Region pointing data:
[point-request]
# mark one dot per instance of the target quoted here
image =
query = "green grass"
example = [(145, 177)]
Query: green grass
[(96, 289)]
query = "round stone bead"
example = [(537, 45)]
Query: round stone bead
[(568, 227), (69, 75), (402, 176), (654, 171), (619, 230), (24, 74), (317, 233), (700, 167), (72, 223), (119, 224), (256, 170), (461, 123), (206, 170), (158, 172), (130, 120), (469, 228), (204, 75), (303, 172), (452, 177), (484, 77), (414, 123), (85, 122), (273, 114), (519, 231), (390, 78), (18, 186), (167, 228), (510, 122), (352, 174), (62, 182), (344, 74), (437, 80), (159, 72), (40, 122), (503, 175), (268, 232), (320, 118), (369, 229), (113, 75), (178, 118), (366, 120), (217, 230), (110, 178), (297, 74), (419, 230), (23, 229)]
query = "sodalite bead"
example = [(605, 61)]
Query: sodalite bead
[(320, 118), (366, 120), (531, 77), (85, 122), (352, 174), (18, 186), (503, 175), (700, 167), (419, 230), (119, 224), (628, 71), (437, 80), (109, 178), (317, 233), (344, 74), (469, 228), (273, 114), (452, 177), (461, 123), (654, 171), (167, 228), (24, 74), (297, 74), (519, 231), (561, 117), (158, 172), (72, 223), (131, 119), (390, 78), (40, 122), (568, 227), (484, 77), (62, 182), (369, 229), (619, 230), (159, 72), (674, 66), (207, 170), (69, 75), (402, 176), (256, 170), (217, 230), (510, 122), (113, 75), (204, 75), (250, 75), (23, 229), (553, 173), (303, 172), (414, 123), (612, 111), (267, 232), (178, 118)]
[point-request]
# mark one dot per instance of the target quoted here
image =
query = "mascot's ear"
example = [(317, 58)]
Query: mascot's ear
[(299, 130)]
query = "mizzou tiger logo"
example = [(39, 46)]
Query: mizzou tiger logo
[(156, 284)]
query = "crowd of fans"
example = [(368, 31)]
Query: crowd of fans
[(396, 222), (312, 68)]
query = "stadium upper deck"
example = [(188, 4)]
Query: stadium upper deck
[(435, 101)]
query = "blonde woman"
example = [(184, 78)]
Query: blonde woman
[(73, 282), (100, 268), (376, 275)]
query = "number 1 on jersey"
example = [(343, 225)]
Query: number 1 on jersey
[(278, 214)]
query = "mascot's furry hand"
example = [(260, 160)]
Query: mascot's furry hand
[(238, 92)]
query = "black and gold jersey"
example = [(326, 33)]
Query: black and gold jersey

EXERCISE DIRECTIONS ->
Repeat the records, every one of them, without any deviation.

RESPONSE FOR THIS EXERCISE ->
[point-request]
# mark one dot per instance of the target quoted here
image =
query = "green grass"
example = [(145, 177)]
Query: green grass
[(96, 289)]
query = "round stone bead"
example = [(537, 45)]
Query: round stone bead
[(568, 227), (69, 75), (402, 176), (654, 171), (619, 230), (24, 74), (317, 233), (700, 167), (72, 223), (119, 224), (256, 170), (461, 123), (206, 170), (158, 172), (130, 120), (469, 228), (204, 75), (303, 172), (452, 177), (484, 77), (414, 123), (85, 122), (273, 114), (519, 231), (390, 78), (18, 186), (167, 228), (510, 122), (352, 174), (62, 182), (344, 74), (437, 80), (159, 72), (40, 122), (503, 175), (268, 232), (320, 118), (369, 229), (113, 75), (178, 118), (366, 120), (217, 230), (110, 178), (297, 74), (419, 230), (23, 229)]
query = "sodalite bead"
example = [(605, 61)]
Query: sodalite bead
[(320, 118), (366, 120), (531, 77), (85, 122), (352, 174), (18, 186), (503, 175), (700, 167), (419, 230), (119, 224), (628, 71), (437, 80), (109, 178), (317, 233), (344, 74), (469, 228), (273, 114), (452, 177), (461, 123), (654, 171), (167, 228), (24, 74), (297, 74), (519, 231), (561, 117), (158, 172), (72, 223), (131, 119), (390, 78), (40, 122), (568, 227), (484, 77), (62, 182), (369, 229), (619, 230), (159, 72), (674, 66), (207, 170), (69, 75), (402, 176), (256, 170), (217, 230), (510, 122), (113, 75), (204, 75), (250, 75), (23, 229), (553, 173), (303, 172), (414, 123), (612, 111), (267, 232), (178, 118)]
[point-request]
# mark one dot per instance of the target quoted here
image =
query = "mascot's ear"
example = [(317, 58)]
Query: mascot's ear
[(299, 130)]
query = "mizzou tiger logo"
example = [(39, 46)]
Query: mizzou tiger logo
[(156, 284)]
query = "crowd of fans"
example = [(368, 31)]
Query: crowd of fans
[(396, 222), (312, 68)]
query = "stadium upper deck"
example = [(188, 4)]
Query: stadium upper deck
[(435, 101)]
query = "blonde woman"
example = [(184, 78)]
Query: blonde woman
[(73, 282), (100, 268), (376, 275)]
query = "number 1 on jersey"
example = [(343, 225)]
Query: number 1 on jersey
[(278, 214)]
query = "mascot's furry hand"
example = [(260, 160)]
Query: mascot's furry hand
[(238, 92)]
query = "black and gold jersey"
example = [(326, 33)]
Query: black and gold jersey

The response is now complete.